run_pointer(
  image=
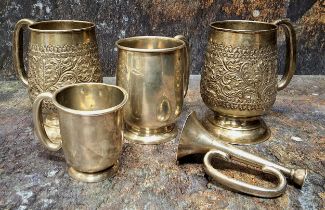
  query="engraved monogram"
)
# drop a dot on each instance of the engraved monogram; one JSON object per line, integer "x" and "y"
{"x": 240, "y": 78}
{"x": 52, "y": 67}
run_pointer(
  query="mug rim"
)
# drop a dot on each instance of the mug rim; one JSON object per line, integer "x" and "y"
{"x": 168, "y": 49}
{"x": 91, "y": 26}
{"x": 243, "y": 30}
{"x": 94, "y": 112}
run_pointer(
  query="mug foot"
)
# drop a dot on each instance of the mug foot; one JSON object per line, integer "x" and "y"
{"x": 93, "y": 177}
{"x": 242, "y": 131}
{"x": 158, "y": 136}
——
I need the number of lines in the entries that include "query"; please give that number and nothing else.

3